[Data records]

┄┄┄┄┄┄┄┄┄┄

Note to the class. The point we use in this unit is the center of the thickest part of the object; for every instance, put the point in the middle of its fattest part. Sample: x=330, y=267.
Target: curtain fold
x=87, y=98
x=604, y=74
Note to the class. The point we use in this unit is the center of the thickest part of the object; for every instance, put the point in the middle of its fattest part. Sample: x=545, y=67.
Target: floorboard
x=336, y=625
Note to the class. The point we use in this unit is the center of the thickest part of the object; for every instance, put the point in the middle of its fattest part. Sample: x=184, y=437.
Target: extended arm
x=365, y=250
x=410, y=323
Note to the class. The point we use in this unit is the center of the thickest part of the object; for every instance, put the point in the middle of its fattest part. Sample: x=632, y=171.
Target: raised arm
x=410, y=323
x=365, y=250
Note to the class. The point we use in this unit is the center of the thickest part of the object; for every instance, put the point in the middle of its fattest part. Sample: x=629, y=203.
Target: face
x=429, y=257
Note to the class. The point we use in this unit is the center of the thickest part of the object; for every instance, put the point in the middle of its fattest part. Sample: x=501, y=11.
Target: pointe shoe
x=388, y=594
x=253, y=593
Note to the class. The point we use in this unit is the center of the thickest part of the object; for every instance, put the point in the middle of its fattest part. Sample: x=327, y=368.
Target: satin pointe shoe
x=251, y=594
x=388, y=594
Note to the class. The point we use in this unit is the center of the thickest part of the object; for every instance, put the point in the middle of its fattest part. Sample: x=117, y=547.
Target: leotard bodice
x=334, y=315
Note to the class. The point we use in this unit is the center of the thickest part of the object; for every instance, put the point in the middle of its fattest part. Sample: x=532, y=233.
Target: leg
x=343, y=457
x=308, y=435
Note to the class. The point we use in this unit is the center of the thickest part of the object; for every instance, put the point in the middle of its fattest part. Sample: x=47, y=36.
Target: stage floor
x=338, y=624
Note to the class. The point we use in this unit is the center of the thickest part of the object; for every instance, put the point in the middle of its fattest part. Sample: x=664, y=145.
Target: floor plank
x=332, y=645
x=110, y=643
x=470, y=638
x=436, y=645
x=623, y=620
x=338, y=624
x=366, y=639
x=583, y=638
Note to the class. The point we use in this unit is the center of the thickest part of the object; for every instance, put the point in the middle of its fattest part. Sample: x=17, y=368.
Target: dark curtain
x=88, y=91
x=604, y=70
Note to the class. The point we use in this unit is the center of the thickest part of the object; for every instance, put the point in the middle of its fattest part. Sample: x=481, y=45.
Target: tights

┄┄┄┄┄┄┄┄┄┄

Problem
Output the part of the material that opens with the line containing "Sample: x=17, y=368." and closes with the line containing "x=604, y=70" as a two-column CSV with the headers request and answer. Give one row per request, with each field in quotation marks and line breaks replaced by spaces.

Task output
request,answer
"Note to the class. The point we use in this unit is the center of the thickest part of the object; for every instance, put the point in the middle of its fattest part. Sample: x=17, y=368. Target: dark curtain","x=88, y=91 x=604, y=70"